[Source records]
========================================================================
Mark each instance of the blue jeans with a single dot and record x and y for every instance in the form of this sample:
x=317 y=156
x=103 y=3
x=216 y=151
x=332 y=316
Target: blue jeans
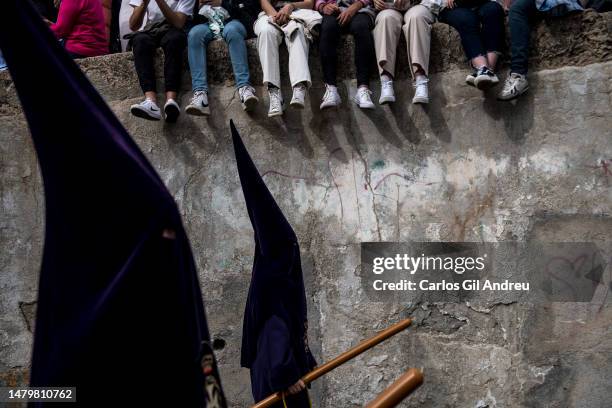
x=234 y=35
x=481 y=28
x=521 y=18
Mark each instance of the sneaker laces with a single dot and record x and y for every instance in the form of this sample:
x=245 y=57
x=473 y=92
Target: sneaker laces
x=299 y=90
x=275 y=100
x=329 y=95
x=245 y=91
x=387 y=85
x=364 y=93
x=196 y=96
x=510 y=84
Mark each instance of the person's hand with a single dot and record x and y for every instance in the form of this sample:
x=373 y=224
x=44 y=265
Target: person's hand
x=347 y=15
x=400 y=4
x=282 y=16
x=299 y=386
x=329 y=9
x=380 y=5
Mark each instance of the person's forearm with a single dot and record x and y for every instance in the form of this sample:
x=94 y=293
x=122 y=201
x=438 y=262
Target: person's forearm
x=267 y=7
x=356 y=6
x=137 y=17
x=174 y=18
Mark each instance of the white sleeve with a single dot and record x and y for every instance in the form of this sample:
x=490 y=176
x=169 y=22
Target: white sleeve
x=184 y=6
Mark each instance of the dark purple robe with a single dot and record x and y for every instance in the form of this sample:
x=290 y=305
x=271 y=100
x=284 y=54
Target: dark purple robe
x=120 y=313
x=274 y=336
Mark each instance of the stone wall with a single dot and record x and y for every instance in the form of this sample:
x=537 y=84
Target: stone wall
x=466 y=167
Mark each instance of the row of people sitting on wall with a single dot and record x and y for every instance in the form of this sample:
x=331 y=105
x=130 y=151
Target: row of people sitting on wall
x=376 y=26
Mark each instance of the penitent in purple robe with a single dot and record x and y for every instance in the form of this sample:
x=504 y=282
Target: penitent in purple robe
x=274 y=338
x=120 y=314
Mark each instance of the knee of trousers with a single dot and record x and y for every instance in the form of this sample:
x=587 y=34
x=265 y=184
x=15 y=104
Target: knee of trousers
x=198 y=34
x=388 y=18
x=142 y=40
x=267 y=31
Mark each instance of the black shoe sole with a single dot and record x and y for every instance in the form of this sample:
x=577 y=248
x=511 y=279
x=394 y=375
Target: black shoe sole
x=172 y=113
x=143 y=115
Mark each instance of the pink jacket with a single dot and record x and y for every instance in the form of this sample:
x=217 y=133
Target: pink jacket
x=319 y=3
x=81 y=24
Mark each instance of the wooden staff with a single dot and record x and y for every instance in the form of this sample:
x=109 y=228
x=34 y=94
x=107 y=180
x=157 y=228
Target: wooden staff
x=396 y=392
x=341 y=359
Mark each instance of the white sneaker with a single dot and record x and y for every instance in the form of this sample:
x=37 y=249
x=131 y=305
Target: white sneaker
x=276 y=102
x=199 y=104
x=331 y=98
x=387 y=94
x=515 y=86
x=299 y=95
x=171 y=111
x=146 y=109
x=363 y=98
x=421 y=91
x=485 y=78
x=248 y=97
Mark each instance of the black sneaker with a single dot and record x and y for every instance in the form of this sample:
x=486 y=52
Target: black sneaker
x=485 y=78
x=470 y=78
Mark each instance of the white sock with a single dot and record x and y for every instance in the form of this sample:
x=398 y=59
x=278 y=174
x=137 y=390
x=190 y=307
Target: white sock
x=421 y=78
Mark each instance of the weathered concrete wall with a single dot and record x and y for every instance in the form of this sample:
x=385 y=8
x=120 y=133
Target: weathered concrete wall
x=466 y=167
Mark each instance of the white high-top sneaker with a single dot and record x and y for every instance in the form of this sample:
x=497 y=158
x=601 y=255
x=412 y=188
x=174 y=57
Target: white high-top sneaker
x=387 y=94
x=276 y=102
x=248 y=99
x=421 y=90
x=331 y=98
x=199 y=104
x=299 y=95
x=363 y=98
x=515 y=85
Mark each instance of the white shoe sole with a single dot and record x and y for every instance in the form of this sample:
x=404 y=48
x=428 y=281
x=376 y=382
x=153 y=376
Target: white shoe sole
x=363 y=105
x=195 y=111
x=383 y=100
x=276 y=113
x=328 y=106
x=485 y=83
x=511 y=97
x=143 y=114
x=171 y=113
x=296 y=104
x=249 y=104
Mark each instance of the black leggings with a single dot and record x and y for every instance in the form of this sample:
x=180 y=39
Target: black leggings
x=361 y=29
x=173 y=42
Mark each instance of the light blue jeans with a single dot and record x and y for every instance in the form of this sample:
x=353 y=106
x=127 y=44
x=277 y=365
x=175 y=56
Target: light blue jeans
x=234 y=35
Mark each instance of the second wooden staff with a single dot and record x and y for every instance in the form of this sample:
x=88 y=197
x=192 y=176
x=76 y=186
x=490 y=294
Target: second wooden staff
x=341 y=359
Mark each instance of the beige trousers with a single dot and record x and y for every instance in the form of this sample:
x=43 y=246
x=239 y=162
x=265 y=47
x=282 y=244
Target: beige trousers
x=417 y=30
x=269 y=39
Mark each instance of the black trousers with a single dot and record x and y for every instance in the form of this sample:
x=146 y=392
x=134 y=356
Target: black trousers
x=173 y=42
x=361 y=29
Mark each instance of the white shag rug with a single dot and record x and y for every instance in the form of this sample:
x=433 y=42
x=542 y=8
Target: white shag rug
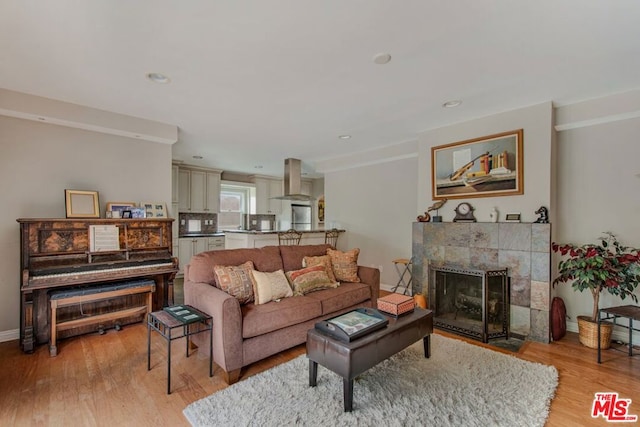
x=460 y=385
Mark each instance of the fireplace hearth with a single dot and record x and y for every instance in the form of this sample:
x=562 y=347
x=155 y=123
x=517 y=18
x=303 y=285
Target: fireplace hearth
x=469 y=301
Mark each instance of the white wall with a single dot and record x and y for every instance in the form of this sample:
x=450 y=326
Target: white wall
x=38 y=161
x=598 y=187
x=376 y=204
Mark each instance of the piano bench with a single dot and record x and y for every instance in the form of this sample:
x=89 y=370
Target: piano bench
x=67 y=297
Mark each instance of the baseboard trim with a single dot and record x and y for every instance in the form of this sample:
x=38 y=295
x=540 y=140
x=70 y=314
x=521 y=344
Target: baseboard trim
x=9 y=335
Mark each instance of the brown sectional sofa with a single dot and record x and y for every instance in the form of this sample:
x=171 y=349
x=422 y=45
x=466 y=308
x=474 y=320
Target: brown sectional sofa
x=244 y=334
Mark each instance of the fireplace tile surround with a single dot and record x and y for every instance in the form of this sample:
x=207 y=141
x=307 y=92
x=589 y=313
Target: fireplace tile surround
x=523 y=248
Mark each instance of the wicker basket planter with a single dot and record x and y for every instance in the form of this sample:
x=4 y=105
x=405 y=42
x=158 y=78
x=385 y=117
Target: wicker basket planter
x=588 y=333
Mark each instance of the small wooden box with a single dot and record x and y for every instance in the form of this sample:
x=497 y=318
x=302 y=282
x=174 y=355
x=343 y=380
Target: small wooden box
x=396 y=304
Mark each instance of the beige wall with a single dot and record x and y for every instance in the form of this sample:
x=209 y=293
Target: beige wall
x=598 y=183
x=536 y=121
x=38 y=161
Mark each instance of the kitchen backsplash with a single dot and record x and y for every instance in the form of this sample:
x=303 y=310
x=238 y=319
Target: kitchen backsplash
x=197 y=223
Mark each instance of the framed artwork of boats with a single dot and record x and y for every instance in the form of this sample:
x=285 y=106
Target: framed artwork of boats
x=488 y=166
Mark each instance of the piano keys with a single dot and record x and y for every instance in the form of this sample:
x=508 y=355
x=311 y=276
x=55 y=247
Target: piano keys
x=55 y=255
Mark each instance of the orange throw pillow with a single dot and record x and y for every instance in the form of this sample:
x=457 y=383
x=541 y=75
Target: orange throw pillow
x=345 y=264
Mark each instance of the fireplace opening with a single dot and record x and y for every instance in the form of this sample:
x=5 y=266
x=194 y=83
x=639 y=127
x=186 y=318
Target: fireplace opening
x=470 y=302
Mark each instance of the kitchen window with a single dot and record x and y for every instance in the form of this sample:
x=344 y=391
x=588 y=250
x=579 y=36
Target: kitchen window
x=235 y=201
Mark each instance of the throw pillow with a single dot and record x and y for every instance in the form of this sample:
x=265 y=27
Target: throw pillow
x=237 y=281
x=270 y=286
x=345 y=264
x=310 y=261
x=310 y=279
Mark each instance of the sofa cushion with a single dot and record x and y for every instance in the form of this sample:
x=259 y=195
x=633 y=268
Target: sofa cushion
x=310 y=279
x=324 y=260
x=270 y=286
x=269 y=317
x=292 y=255
x=347 y=295
x=264 y=259
x=345 y=264
x=237 y=281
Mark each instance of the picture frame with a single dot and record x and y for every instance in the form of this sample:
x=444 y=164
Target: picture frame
x=81 y=204
x=512 y=217
x=120 y=206
x=155 y=209
x=489 y=166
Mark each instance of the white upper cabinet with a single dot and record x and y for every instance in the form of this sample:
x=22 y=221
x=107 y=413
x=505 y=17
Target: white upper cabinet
x=198 y=190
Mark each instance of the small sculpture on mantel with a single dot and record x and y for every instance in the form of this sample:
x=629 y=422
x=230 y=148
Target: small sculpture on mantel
x=435 y=207
x=543 y=217
x=424 y=218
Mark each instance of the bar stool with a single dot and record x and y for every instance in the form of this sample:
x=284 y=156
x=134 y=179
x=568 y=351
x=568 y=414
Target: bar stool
x=403 y=266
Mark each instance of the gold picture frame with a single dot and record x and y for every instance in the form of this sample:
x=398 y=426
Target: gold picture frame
x=155 y=209
x=81 y=204
x=489 y=166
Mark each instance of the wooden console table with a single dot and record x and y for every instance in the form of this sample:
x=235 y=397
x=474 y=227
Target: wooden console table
x=631 y=312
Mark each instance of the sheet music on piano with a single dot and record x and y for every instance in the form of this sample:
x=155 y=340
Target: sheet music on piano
x=103 y=238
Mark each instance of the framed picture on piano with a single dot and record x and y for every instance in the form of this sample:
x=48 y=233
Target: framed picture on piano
x=81 y=204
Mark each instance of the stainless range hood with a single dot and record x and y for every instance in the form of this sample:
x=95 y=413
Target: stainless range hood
x=293 y=181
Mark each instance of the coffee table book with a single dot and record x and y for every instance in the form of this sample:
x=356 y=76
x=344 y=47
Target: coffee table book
x=353 y=325
x=185 y=313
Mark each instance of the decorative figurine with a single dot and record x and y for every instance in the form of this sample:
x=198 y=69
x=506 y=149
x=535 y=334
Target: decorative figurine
x=437 y=205
x=544 y=215
x=424 y=218
x=493 y=215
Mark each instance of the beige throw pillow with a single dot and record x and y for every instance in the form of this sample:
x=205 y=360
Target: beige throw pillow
x=325 y=260
x=310 y=279
x=345 y=264
x=270 y=286
x=237 y=280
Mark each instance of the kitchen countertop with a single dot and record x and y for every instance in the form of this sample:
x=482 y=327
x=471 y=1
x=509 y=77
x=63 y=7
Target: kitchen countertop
x=201 y=235
x=277 y=231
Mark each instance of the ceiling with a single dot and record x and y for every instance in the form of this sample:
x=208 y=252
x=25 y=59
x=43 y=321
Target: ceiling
x=254 y=82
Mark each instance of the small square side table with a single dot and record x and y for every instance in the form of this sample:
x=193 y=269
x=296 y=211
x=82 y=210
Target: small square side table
x=631 y=312
x=187 y=321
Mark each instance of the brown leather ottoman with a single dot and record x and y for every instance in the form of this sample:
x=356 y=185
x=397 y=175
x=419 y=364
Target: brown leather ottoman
x=350 y=359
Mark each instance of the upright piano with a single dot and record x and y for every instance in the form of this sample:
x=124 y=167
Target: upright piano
x=55 y=254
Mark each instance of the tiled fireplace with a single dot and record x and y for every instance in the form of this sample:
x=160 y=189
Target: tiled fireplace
x=522 y=248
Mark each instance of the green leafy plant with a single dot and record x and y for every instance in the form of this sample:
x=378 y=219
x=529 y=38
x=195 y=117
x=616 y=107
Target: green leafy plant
x=607 y=265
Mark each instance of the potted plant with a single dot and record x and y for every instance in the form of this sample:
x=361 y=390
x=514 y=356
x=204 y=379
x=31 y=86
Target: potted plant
x=607 y=265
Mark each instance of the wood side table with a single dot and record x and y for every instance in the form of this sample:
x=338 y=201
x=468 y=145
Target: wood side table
========================================================================
Set task
Copy the records from the line with "Mark each instance of the kitchen backsplash" up to and including the line with "x=488 y=166", requests included. Scale each answer coordinate by 1.75 and round it to a whole number, with halves rounded up, but leave the numbers in the requests and their sample lines unchanged.

Result of this exercise
Mark each instance of the kitchen backsplash with a single dot and record x and y for every instance in the form of this sample:
x=303 y=310
x=238 y=319
Target: kitchen backsplash
x=345 y=390
Mark each instance of the framed artwork of boats with a single dot and record x and y for every instance in the form of this sample:
x=285 y=106
Target: framed artwork of boats
x=854 y=291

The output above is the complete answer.